- [Given task] List every line in the data below that contains the string "backpack". Matching is case-sensitive.

(Point annotation data)
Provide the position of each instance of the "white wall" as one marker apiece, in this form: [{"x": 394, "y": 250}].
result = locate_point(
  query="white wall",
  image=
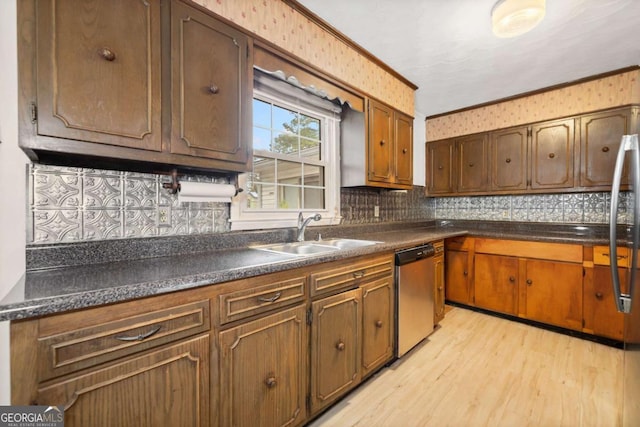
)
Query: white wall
[
  {"x": 419, "y": 135},
  {"x": 13, "y": 179}
]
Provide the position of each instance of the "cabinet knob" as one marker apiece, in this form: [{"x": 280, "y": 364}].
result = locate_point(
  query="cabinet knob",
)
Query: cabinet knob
[
  {"x": 271, "y": 382},
  {"x": 107, "y": 54}
]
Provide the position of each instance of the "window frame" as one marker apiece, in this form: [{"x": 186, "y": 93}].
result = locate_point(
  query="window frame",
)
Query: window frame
[{"x": 285, "y": 95}]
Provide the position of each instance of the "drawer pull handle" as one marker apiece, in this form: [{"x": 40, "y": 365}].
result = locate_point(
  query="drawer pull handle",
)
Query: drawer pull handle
[
  {"x": 270, "y": 299},
  {"x": 271, "y": 382},
  {"x": 107, "y": 54},
  {"x": 139, "y": 337}
]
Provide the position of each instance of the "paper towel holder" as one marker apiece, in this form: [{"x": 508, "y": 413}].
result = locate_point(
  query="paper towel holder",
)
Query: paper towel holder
[{"x": 174, "y": 185}]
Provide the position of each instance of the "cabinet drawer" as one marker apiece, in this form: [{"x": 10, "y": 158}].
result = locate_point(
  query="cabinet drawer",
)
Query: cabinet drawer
[
  {"x": 81, "y": 348},
  {"x": 348, "y": 275},
  {"x": 243, "y": 303},
  {"x": 601, "y": 256}
]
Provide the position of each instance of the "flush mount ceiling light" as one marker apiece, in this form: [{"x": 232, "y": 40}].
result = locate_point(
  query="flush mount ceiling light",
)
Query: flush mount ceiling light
[{"x": 510, "y": 18}]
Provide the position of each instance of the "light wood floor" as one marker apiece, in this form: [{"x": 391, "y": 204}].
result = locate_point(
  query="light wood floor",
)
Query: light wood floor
[{"x": 479, "y": 370}]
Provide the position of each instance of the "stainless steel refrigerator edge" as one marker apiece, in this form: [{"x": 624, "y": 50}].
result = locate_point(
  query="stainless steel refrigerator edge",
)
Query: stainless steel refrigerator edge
[{"x": 627, "y": 234}]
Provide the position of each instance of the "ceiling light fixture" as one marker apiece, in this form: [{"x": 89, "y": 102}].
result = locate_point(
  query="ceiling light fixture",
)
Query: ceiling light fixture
[{"x": 510, "y": 18}]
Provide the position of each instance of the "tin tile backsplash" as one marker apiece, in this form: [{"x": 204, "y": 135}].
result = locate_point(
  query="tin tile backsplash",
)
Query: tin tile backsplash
[{"x": 72, "y": 204}]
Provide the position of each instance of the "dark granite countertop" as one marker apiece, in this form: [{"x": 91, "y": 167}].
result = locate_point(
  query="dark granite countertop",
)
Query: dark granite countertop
[{"x": 50, "y": 286}]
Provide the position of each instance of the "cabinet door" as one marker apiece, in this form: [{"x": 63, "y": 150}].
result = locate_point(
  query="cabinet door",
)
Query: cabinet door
[
  {"x": 98, "y": 72},
  {"x": 457, "y": 277},
  {"x": 552, "y": 155},
  {"x": 496, "y": 283},
  {"x": 438, "y": 289},
  {"x": 553, "y": 293},
  {"x": 472, "y": 163},
  {"x": 381, "y": 145},
  {"x": 167, "y": 387},
  {"x": 377, "y": 324},
  {"x": 404, "y": 149},
  {"x": 335, "y": 347},
  {"x": 601, "y": 316},
  {"x": 440, "y": 167},
  {"x": 263, "y": 371},
  {"x": 509, "y": 159},
  {"x": 211, "y": 87},
  {"x": 600, "y": 136}
]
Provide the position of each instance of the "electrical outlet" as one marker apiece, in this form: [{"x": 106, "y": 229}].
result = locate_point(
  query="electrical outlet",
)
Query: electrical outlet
[{"x": 164, "y": 217}]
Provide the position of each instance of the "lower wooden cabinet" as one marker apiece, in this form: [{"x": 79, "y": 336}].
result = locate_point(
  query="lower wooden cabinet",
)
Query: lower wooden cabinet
[
  {"x": 263, "y": 376},
  {"x": 335, "y": 347}
]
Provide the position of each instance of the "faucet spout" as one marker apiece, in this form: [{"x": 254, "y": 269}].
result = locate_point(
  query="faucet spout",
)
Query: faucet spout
[{"x": 302, "y": 224}]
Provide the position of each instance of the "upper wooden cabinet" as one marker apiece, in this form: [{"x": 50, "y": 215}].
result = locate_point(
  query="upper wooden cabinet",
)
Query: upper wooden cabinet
[
  {"x": 567, "y": 155},
  {"x": 98, "y": 72},
  {"x": 147, "y": 84},
  {"x": 211, "y": 91},
  {"x": 600, "y": 135},
  {"x": 552, "y": 154},
  {"x": 377, "y": 147}
]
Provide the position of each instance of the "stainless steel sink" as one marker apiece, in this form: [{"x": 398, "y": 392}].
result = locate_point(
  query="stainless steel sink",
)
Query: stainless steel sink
[{"x": 315, "y": 247}]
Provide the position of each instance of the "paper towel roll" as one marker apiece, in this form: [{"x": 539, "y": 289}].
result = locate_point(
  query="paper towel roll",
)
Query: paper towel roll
[{"x": 205, "y": 192}]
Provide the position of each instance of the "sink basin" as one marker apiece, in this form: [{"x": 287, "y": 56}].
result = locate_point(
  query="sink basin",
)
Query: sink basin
[{"x": 315, "y": 247}]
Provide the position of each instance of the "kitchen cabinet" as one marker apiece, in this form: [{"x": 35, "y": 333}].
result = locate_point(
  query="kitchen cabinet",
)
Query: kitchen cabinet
[
  {"x": 146, "y": 86},
  {"x": 508, "y": 159},
  {"x": 496, "y": 283},
  {"x": 377, "y": 324},
  {"x": 459, "y": 262},
  {"x": 438, "y": 282},
  {"x": 552, "y": 154},
  {"x": 146, "y": 364},
  {"x": 382, "y": 155},
  {"x": 601, "y": 316},
  {"x": 440, "y": 167},
  {"x": 263, "y": 371},
  {"x": 565, "y": 155},
  {"x": 472, "y": 160},
  {"x": 335, "y": 347},
  {"x": 211, "y": 87},
  {"x": 600, "y": 134}
]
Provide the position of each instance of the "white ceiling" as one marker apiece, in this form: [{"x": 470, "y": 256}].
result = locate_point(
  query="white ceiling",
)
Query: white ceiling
[{"x": 446, "y": 47}]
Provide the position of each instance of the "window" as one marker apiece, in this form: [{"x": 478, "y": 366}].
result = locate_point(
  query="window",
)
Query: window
[{"x": 295, "y": 160}]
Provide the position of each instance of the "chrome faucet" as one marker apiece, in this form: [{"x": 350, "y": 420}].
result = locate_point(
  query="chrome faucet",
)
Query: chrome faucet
[{"x": 302, "y": 224}]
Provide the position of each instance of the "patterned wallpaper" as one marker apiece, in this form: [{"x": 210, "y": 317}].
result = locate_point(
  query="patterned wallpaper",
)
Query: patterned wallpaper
[
  {"x": 612, "y": 91},
  {"x": 288, "y": 29}
]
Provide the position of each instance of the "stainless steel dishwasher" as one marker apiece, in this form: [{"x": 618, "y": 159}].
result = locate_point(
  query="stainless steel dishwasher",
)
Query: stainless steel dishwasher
[{"x": 415, "y": 296}]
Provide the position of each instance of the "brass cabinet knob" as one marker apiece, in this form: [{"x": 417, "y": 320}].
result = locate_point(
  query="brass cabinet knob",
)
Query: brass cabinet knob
[
  {"x": 107, "y": 54},
  {"x": 271, "y": 382}
]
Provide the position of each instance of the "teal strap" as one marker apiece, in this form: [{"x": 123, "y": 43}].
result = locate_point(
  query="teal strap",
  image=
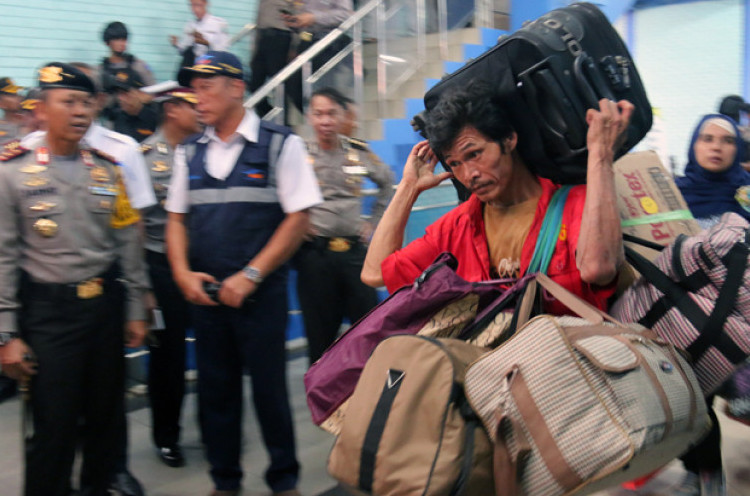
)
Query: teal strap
[{"x": 549, "y": 232}]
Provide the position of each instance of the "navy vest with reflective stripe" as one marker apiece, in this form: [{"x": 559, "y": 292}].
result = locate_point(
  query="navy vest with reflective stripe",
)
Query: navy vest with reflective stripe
[{"x": 231, "y": 220}]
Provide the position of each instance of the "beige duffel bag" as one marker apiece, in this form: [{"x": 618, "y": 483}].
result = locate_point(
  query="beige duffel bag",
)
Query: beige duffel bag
[{"x": 576, "y": 405}]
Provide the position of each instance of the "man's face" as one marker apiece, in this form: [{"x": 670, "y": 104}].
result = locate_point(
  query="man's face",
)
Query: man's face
[
  {"x": 184, "y": 116},
  {"x": 217, "y": 97},
  {"x": 118, "y": 46},
  {"x": 481, "y": 165},
  {"x": 66, "y": 113},
  {"x": 715, "y": 148},
  {"x": 199, "y": 8},
  {"x": 325, "y": 117}
]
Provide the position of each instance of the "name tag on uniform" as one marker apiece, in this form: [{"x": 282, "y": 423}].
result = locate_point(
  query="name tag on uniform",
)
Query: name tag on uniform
[
  {"x": 359, "y": 170},
  {"x": 102, "y": 190}
]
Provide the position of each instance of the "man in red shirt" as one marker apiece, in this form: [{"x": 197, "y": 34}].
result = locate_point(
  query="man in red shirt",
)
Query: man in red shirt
[{"x": 494, "y": 233}]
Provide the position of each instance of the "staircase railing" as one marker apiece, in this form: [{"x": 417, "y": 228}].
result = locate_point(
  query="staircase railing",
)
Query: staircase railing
[{"x": 376, "y": 24}]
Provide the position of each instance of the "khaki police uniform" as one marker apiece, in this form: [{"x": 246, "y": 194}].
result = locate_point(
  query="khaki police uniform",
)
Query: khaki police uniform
[
  {"x": 166, "y": 375},
  {"x": 72, "y": 272},
  {"x": 329, "y": 264}
]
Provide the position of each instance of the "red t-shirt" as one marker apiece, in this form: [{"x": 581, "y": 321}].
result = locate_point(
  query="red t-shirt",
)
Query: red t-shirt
[{"x": 461, "y": 232}]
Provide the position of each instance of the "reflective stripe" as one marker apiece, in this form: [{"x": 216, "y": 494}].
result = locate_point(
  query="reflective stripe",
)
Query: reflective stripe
[{"x": 234, "y": 194}]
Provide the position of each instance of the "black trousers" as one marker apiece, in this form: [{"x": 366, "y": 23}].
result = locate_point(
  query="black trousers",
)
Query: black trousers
[
  {"x": 230, "y": 342},
  {"x": 166, "y": 373},
  {"x": 329, "y": 288},
  {"x": 271, "y": 55},
  {"x": 77, "y": 393}
]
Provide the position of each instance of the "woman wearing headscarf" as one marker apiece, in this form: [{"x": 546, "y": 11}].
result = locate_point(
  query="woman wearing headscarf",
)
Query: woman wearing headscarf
[{"x": 713, "y": 176}]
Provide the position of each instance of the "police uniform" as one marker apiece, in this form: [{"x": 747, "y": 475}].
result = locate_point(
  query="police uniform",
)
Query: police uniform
[
  {"x": 166, "y": 373},
  {"x": 235, "y": 194},
  {"x": 72, "y": 272},
  {"x": 329, "y": 265}
]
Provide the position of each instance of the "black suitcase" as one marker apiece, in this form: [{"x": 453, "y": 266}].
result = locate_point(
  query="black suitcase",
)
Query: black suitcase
[{"x": 547, "y": 74}]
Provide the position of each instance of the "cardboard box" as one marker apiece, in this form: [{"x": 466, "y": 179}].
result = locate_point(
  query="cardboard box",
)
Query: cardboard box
[{"x": 651, "y": 206}]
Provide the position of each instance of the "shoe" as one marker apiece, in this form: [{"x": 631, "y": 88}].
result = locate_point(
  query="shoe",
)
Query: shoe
[
  {"x": 713, "y": 483},
  {"x": 689, "y": 486},
  {"x": 124, "y": 484},
  {"x": 171, "y": 456}
]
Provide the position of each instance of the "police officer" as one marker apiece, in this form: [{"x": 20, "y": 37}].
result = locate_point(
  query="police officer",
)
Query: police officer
[
  {"x": 329, "y": 263},
  {"x": 246, "y": 185},
  {"x": 166, "y": 373},
  {"x": 10, "y": 104},
  {"x": 72, "y": 272}
]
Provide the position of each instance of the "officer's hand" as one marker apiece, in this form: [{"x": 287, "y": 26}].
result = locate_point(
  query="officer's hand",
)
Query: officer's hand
[
  {"x": 235, "y": 290},
  {"x": 608, "y": 126},
  {"x": 135, "y": 333},
  {"x": 17, "y": 360},
  {"x": 420, "y": 168},
  {"x": 191, "y": 285}
]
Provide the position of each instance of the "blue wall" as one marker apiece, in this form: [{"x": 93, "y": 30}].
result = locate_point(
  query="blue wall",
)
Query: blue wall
[{"x": 39, "y": 31}]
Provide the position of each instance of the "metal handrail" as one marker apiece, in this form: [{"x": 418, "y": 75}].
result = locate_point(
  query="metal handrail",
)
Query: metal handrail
[
  {"x": 307, "y": 56},
  {"x": 246, "y": 30}
]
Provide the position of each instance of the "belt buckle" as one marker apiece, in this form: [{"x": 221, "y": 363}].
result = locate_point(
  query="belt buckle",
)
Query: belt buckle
[
  {"x": 89, "y": 289},
  {"x": 339, "y": 244}
]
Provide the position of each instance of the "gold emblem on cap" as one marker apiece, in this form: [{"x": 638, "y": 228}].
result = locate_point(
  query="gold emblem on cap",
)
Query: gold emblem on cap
[
  {"x": 42, "y": 206},
  {"x": 33, "y": 169},
  {"x": 51, "y": 74},
  {"x": 160, "y": 166},
  {"x": 35, "y": 182},
  {"x": 46, "y": 227},
  {"x": 100, "y": 174}
]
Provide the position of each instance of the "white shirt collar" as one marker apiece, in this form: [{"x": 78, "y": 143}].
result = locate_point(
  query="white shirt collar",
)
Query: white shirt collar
[{"x": 248, "y": 128}]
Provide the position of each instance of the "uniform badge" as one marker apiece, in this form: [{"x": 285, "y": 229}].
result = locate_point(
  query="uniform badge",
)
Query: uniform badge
[
  {"x": 88, "y": 159},
  {"x": 33, "y": 169},
  {"x": 100, "y": 174},
  {"x": 45, "y": 227},
  {"x": 42, "y": 155},
  {"x": 35, "y": 182},
  {"x": 160, "y": 166},
  {"x": 42, "y": 206}
]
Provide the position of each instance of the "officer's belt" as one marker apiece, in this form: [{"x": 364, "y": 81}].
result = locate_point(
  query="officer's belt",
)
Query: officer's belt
[
  {"x": 87, "y": 289},
  {"x": 337, "y": 244}
]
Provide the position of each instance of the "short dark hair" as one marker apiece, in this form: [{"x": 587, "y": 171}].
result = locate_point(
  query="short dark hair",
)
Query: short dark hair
[
  {"x": 474, "y": 105},
  {"x": 333, "y": 94}
]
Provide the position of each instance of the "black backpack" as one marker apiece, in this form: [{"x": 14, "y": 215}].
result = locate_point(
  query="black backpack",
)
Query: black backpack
[{"x": 547, "y": 74}]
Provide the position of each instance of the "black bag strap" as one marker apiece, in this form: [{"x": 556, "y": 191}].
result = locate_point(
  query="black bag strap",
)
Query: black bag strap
[{"x": 375, "y": 430}]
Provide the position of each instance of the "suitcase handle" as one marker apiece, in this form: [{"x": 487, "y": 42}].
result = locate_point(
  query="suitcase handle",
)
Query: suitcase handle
[
  {"x": 590, "y": 81},
  {"x": 558, "y": 110}
]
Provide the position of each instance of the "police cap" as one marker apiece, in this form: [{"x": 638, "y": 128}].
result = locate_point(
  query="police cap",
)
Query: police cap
[
  {"x": 213, "y": 63},
  {"x": 58, "y": 75}
]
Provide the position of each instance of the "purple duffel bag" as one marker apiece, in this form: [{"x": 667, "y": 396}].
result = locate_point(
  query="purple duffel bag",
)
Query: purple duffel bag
[{"x": 331, "y": 380}]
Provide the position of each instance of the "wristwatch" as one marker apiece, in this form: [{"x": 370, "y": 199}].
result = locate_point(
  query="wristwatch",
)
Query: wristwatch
[
  {"x": 7, "y": 337},
  {"x": 253, "y": 274}
]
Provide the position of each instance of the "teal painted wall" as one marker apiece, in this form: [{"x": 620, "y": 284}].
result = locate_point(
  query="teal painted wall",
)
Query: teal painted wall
[{"x": 38, "y": 31}]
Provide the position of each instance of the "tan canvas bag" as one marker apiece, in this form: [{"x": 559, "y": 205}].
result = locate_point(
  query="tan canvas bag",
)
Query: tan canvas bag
[
  {"x": 576, "y": 405},
  {"x": 408, "y": 429}
]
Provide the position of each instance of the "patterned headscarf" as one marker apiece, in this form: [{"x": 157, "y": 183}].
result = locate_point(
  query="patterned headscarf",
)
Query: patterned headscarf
[{"x": 712, "y": 193}]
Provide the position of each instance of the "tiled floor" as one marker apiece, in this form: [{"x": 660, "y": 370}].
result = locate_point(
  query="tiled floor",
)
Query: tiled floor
[{"x": 313, "y": 446}]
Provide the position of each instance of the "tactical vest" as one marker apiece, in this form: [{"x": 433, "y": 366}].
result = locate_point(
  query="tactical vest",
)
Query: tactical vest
[{"x": 231, "y": 220}]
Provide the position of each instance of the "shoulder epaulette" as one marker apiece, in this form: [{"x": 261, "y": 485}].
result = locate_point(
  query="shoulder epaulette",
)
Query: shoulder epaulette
[
  {"x": 358, "y": 144},
  {"x": 105, "y": 156},
  {"x": 12, "y": 150}
]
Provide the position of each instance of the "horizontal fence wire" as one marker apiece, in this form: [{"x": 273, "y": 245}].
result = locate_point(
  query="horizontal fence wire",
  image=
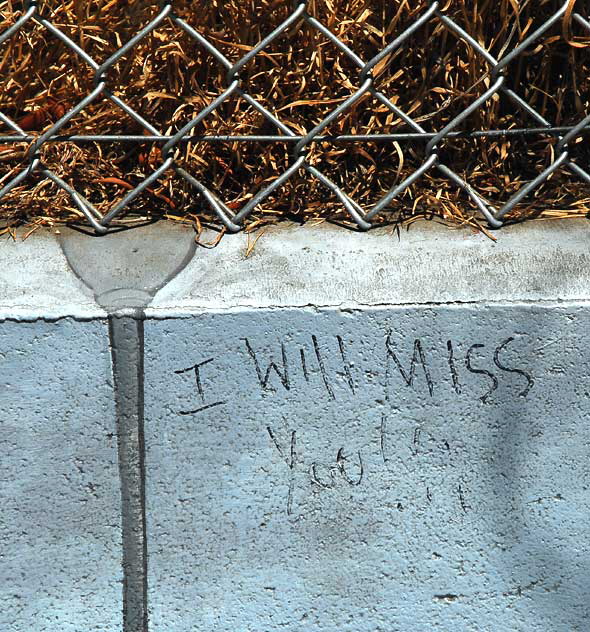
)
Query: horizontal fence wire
[{"x": 429, "y": 143}]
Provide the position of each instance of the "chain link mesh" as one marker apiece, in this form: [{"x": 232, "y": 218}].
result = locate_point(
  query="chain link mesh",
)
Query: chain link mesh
[{"x": 233, "y": 219}]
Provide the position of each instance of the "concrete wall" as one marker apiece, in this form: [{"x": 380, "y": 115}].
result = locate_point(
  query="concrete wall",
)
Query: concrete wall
[{"x": 340, "y": 432}]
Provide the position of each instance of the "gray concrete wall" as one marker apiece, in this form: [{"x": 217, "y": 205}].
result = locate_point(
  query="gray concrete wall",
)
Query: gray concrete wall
[{"x": 340, "y": 432}]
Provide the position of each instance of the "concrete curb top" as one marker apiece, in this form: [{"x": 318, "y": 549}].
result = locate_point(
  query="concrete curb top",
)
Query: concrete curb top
[{"x": 321, "y": 266}]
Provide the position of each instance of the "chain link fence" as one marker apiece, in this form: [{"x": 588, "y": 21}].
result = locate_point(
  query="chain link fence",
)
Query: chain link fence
[{"x": 428, "y": 143}]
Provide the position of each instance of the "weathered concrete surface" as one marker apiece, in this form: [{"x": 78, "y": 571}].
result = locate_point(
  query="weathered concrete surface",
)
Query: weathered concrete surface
[
  {"x": 328, "y": 488},
  {"x": 36, "y": 282},
  {"x": 330, "y": 495},
  {"x": 60, "y": 525},
  {"x": 326, "y": 265}
]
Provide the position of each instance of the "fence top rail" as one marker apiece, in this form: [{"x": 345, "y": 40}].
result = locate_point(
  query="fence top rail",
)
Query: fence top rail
[{"x": 425, "y": 156}]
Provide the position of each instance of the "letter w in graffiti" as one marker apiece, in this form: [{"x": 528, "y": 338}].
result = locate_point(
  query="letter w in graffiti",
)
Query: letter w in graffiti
[{"x": 408, "y": 376}]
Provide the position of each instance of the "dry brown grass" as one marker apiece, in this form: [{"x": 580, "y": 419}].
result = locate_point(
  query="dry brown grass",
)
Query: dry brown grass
[{"x": 301, "y": 77}]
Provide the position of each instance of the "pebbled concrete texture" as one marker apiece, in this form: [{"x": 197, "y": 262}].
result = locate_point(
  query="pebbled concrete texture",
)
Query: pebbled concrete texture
[
  {"x": 331, "y": 495},
  {"x": 338, "y": 433},
  {"x": 60, "y": 540}
]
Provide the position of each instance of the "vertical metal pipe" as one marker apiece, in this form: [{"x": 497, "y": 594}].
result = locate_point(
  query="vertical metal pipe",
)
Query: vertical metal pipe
[{"x": 126, "y": 341}]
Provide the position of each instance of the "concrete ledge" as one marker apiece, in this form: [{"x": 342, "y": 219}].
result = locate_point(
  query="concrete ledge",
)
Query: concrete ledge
[
  {"x": 336, "y": 433},
  {"x": 430, "y": 264}
]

- [Written answer]
Provide the position of each instance of the "black backpack" as one marker apiece, in this form: [{"x": 14, "y": 215}].
  query="black backpack",
Query: black backpack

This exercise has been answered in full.